Exercise description: Copy the listing below word for word, leaving out the pictures.

■ ■ ■ ■

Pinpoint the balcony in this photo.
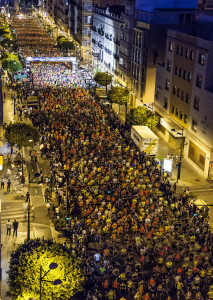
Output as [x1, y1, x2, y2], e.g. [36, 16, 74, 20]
[98, 28, 104, 36]
[98, 42, 104, 49]
[113, 53, 119, 60]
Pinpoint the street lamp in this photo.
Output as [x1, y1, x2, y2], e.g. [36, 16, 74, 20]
[26, 173, 40, 241]
[177, 128, 184, 183]
[39, 262, 62, 300]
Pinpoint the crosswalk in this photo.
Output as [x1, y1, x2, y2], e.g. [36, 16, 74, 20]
[189, 185, 213, 194]
[1, 208, 33, 224]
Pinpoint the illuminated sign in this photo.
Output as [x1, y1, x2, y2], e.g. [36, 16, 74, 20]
[163, 158, 173, 173]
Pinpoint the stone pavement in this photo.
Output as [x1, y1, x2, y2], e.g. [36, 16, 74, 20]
[0, 81, 64, 300]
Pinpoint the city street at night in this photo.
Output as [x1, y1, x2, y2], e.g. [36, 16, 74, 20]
[0, 0, 213, 300]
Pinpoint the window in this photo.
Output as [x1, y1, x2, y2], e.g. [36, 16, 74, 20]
[177, 88, 180, 98]
[185, 48, 190, 58]
[196, 75, 202, 89]
[163, 97, 168, 109]
[176, 45, 180, 54]
[181, 91, 184, 101]
[166, 60, 172, 72]
[171, 105, 175, 114]
[165, 79, 170, 91]
[193, 96, 200, 110]
[168, 41, 174, 52]
[198, 53, 205, 66]
[188, 72, 192, 82]
[192, 119, 197, 132]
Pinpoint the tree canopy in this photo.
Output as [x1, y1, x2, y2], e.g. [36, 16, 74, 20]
[2, 58, 22, 73]
[5, 121, 39, 149]
[94, 72, 112, 86]
[127, 106, 160, 127]
[57, 35, 74, 50]
[108, 86, 129, 105]
[7, 239, 84, 300]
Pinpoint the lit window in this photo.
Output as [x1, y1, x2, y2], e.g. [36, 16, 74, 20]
[168, 41, 174, 52]
[192, 119, 197, 132]
[198, 53, 205, 66]
[171, 105, 175, 114]
[180, 91, 184, 101]
[165, 79, 170, 91]
[163, 97, 168, 109]
[166, 60, 172, 72]
[196, 75, 202, 89]
[177, 88, 180, 98]
[194, 96, 200, 110]
[188, 72, 192, 82]
[186, 93, 189, 103]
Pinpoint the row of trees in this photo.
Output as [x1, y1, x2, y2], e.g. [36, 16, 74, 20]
[0, 51, 22, 73]
[94, 72, 160, 128]
[0, 16, 22, 73]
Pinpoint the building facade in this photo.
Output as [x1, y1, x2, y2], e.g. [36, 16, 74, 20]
[155, 23, 213, 179]
[92, 6, 124, 80]
[131, 10, 197, 107]
[68, 0, 98, 64]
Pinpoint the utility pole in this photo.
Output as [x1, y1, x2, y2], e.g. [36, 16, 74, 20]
[177, 128, 183, 183]
[26, 192, 30, 241]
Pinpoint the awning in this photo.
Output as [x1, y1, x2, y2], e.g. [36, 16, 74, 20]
[160, 117, 185, 137]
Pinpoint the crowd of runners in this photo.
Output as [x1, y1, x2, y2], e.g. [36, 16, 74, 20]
[27, 88, 213, 300]
[31, 63, 85, 89]
[6, 11, 213, 300]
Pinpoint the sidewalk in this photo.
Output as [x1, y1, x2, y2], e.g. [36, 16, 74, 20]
[0, 82, 64, 300]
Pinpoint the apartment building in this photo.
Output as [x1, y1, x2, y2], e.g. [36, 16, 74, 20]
[68, 0, 99, 64]
[40, 0, 68, 33]
[131, 9, 197, 107]
[92, 6, 124, 80]
[155, 22, 213, 179]
[118, 0, 135, 89]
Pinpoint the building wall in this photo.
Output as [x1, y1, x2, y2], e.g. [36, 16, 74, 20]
[155, 30, 213, 178]
[92, 8, 121, 80]
[135, 0, 197, 11]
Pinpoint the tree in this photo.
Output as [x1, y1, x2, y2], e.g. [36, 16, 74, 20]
[2, 58, 22, 73]
[108, 86, 129, 105]
[7, 239, 84, 300]
[5, 121, 39, 149]
[127, 106, 160, 127]
[94, 72, 112, 87]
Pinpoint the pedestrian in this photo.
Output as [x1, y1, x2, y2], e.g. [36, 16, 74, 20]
[6, 220, 12, 235]
[13, 220, 18, 236]
[34, 150, 37, 162]
[7, 179, 11, 193]
[1, 178, 4, 190]
[46, 201, 50, 216]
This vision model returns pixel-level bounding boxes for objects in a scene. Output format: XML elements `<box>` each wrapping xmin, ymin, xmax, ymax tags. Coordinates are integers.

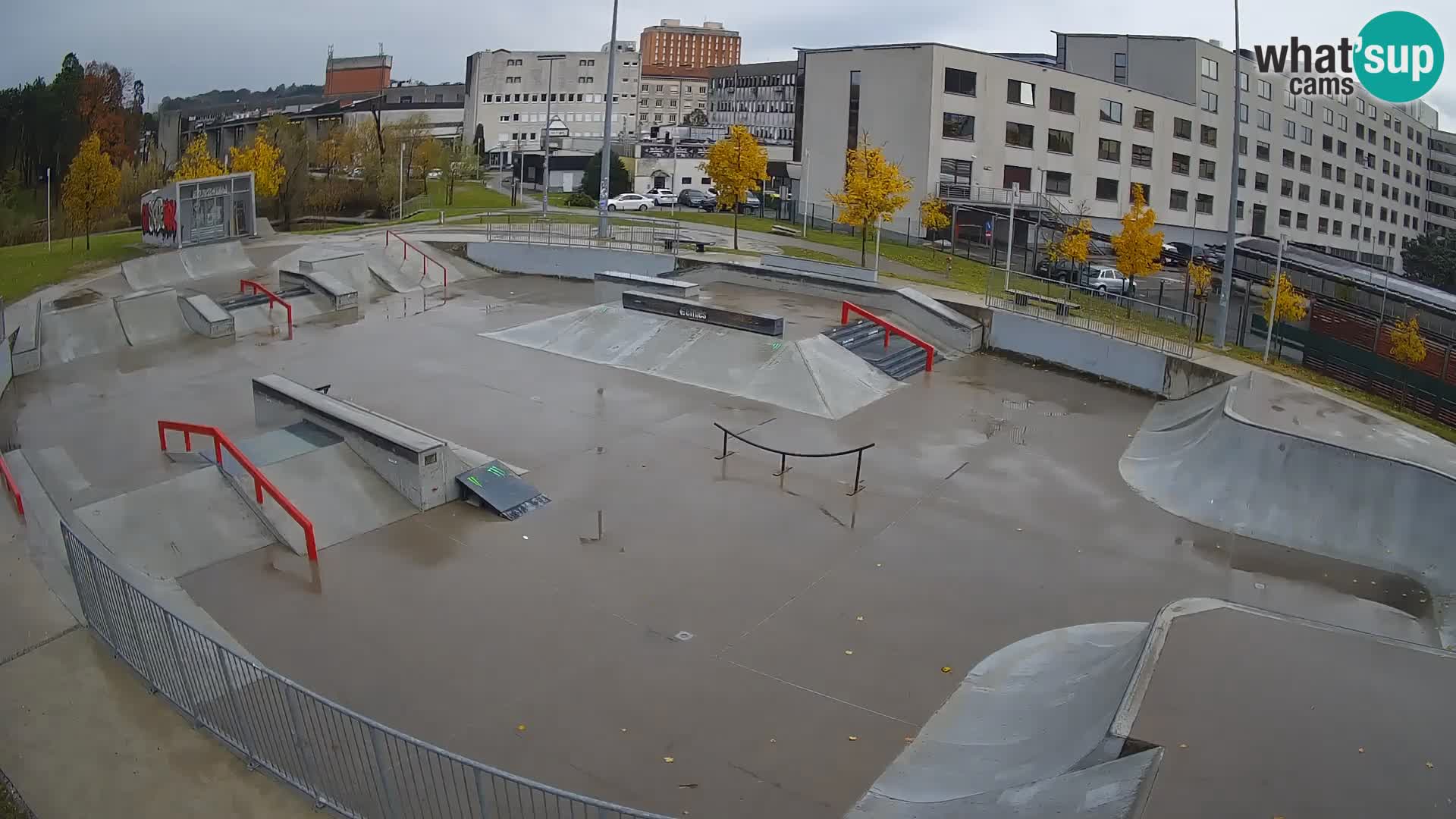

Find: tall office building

■ ■ ■ ■

The result:
Pinpoint the balcony in this photo.
Output as [x1, y1, x2, y2], e.g. [36, 16, 74, 20]
[98, 28, 104, 36]
[98, 42, 104, 49]
[113, 53, 119, 60]
Pinpoint the street lamp in this photo.
Output as [x1, y1, x2, y2], e.g. [36, 16, 74, 20]
[26, 173, 40, 241]
[177, 128, 184, 183]
[39, 262, 62, 300]
Pinpoint the crosswalk in this photo.
Output as [x1, y1, x2, y2], e.g. [36, 16, 74, 20]
[189, 185, 213, 194]
[1, 208, 33, 224]
Pinpoint the illuminated sign in this photo.
Output as [x1, y1, x2, y2], e.g. [36, 16, 74, 20]
[163, 158, 173, 173]
Pinpoint the stone pavement in this photo.
Output as [x1, y1, x2, y2], e.g. [36, 16, 74, 20]
[0, 81, 64, 300]
Pinpoint the city street at night in this photo.
Output as [x1, y1, x2, y2], e.g. [36, 16, 74, 20]
[0, 0, 213, 300]
Pinpoint the window in this photo.
Output as [x1, y1, x2, y2], e.g. [36, 16, 74, 20]
[177, 88, 180, 98]
[185, 48, 190, 58]
[196, 75, 202, 89]
[163, 97, 168, 109]
[176, 45, 180, 54]
[181, 91, 184, 101]
[166, 60, 172, 72]
[171, 105, 175, 114]
[165, 79, 170, 91]
[193, 96, 200, 110]
[168, 41, 174, 52]
[198, 53, 205, 66]
[188, 72, 192, 82]
[192, 119, 197, 132]
Pinpoint the tree canopy in this photo.
Output as [x1, y1, x2, y2], e.g. [36, 16, 74, 20]
[2, 58, 22, 73]
[5, 121, 39, 149]
[94, 72, 112, 86]
[127, 106, 160, 127]
[57, 35, 74, 50]
[108, 86, 129, 105]
[7, 239, 84, 300]
Pinpoint the lit window in this photo.
Output as [x1, y1, x2, y2], e.g. [36, 16, 74, 20]
[168, 41, 174, 52]
[192, 119, 197, 132]
[198, 53, 205, 66]
[171, 105, 175, 114]
[180, 91, 184, 101]
[165, 79, 170, 91]
[163, 97, 168, 109]
[166, 60, 172, 72]
[196, 75, 202, 89]
[177, 88, 180, 98]
[194, 96, 200, 110]
[188, 72, 192, 82]
[186, 93, 189, 103]
Pinpoint the row of trees in this photo.
Output as [x1, y1, x2, y2], e.g. [36, 16, 74, 20]
[0, 51, 22, 73]
[94, 72, 160, 128]
[0, 16, 22, 73]
Pinpoint the building facade in this photo.
Output as [x1, y1, x2, y2], e.g. [36, 16, 74, 20]
[155, 23, 213, 179]
[92, 6, 124, 80]
[131, 10, 197, 107]
[68, 0, 98, 64]
Pinpoint the utility pole in this photo.
Output as [x1, y1, x2, y2], e.g. [36, 16, 74, 20]
[177, 128, 183, 183]
[26, 192, 30, 241]
Pinpoint the awning in this photo.
Output as [x1, y1, x2, y2], e.g. [36, 16, 74, 20]
[160, 117, 185, 137]
Pinpoint the crowd of runners in this photo.
Output as [x1, y1, x2, y2], e.g. [36, 16, 74, 20]
[27, 88, 213, 300]
[31, 63, 85, 89]
[6, 11, 213, 300]
Pinpoint the sidewalk in this photo.
Output as [x1, y1, x2, y2], e.g. [36, 16, 74, 20]
[0, 82, 64, 300]
Pinpoint the apartment building in this photo.
Output as [x1, y1, x2, y2], e.g. [36, 16, 74, 20]
[68, 0, 99, 64]
[40, 0, 68, 33]
[131, 9, 197, 107]
[92, 6, 124, 80]
[155, 22, 213, 179]
[118, 0, 135, 89]
Pinpoint the building wall in this photo.
Output as [x1, y1, x2, y2], e.g. [36, 16, 74, 20]
[155, 30, 213, 178]
[92, 8, 121, 80]
[135, 0, 197, 11]
Pinpoint the tree in this photo.
Output as [x1, y1, x2, y2], e.g. [36, 16, 74, 20]
[2, 58, 22, 73]
[108, 86, 129, 105]
[7, 239, 84, 300]
[5, 121, 39, 149]
[127, 106, 160, 127]
[94, 72, 112, 87]
Pinpoint the pedestrian in this photo.
Output as [x1, y1, x2, y2], e.g. [36, 16, 74, 20]
[6, 220, 12, 235]
[13, 220, 18, 236]
[34, 150, 37, 162]
[7, 179, 11, 193]
[1, 178, 4, 190]
[46, 201, 50, 216]
This vision model returns pixel-level bounding boxes for objects in a scene. Output format: XML elements `<box>` each wrapping xmin, ymin, xmax, ymax tags. Coordinates are integers.


Find: tall office building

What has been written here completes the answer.